WHAT IS EXPECTED:
Reproduce everything from "It is after" down to "York's gravitational pull." in the essay on writing in Philadelphia below.

TEXT TO READ:
Wednesday, January 30, 2008

Lawrence Richette

"Philly Lit Today": Commentary from Philly writers.

#2 in a series--

I live in Philadelphia. By choice. I have lived in New York, Washington, and Los Angeles happily, and I could have chosen to stay in any of those other cities, but Philly kept calling me home.

It is after all the second-largest city on the East Coast. But its proximity to New York City gives Philadelphians a terrible inferiority complex. We are both too far from the perceived cultural center of the country, which is allegedly Manhatttan, and too close not to be swalllowed up by New York's gravitational pull.

I have now published six novels through Xlibris. Of them all but the latest one take place, wholly or in part, in Philadelphia. I continue to find the city a boundless source of inspiration. Philip Roth recently observed with a rare show of common sense that American writers tend to be regiionalists. Twenty years ago, when I started writing novels, I had no thought of becoming twentieth-century Philadelphia's chronicler. And yet that is what I seem to have become. Philadelphia teems with characters, stories, locations that have never been described. Any fiction writer who keeps his/her eyes and ears open will be rewarded--if that writer is willing to tell the truth.

From a crass material standpoint, Philly is a great place to live, at least compared to New York or D.C., because you can live well here on a relatively low income. The city has its disadvantages too. There's a lack of support for local writers, and the number of independent bookstores where you can set up a reading has shrunken drastically in the past year. The city library and school system need to coordinate better with regional poets and novelists, to get them in contact with Philadelphia's future creators. And Philadelphia's so-called independent media often ignores or denigrates local talent in favor of brand-name mediocrities like the unspeakable Jennifer Weiner.

DATASET EXCERPT:

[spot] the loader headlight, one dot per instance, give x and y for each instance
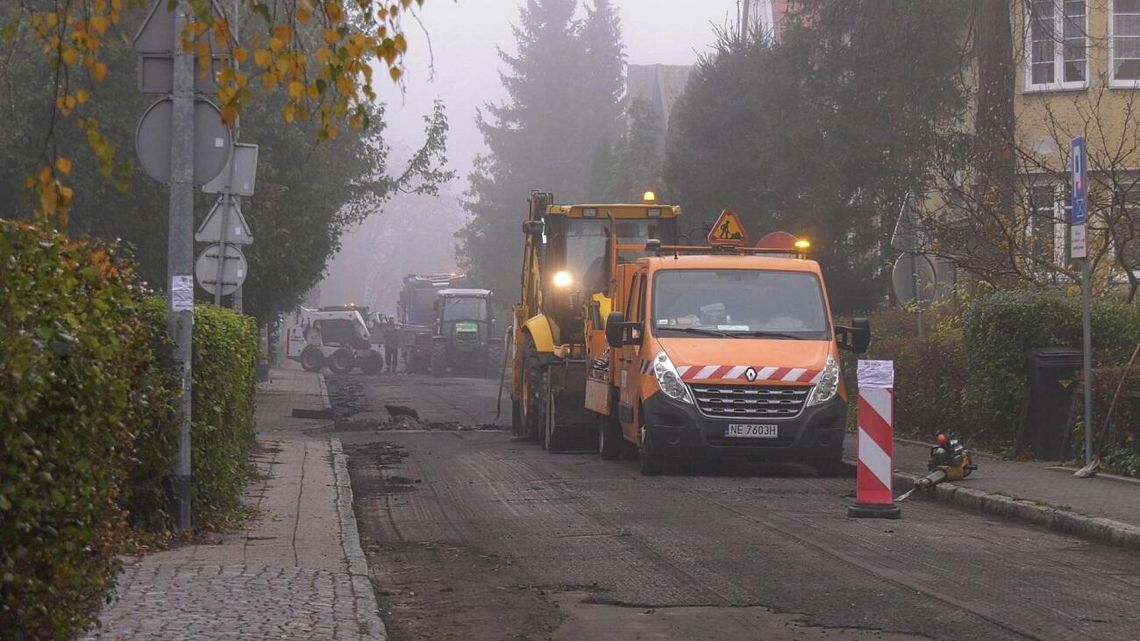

SOLUTION:
It is after all the second-largest city on the East Coast. But its proximity to New York City gives Philadelphians a terrible inferiority complex. We are both too far from the perceived cultural center of the country, which is allegedly Manhatttan, and too close not to be swalllowed up by New York's gravitational pull.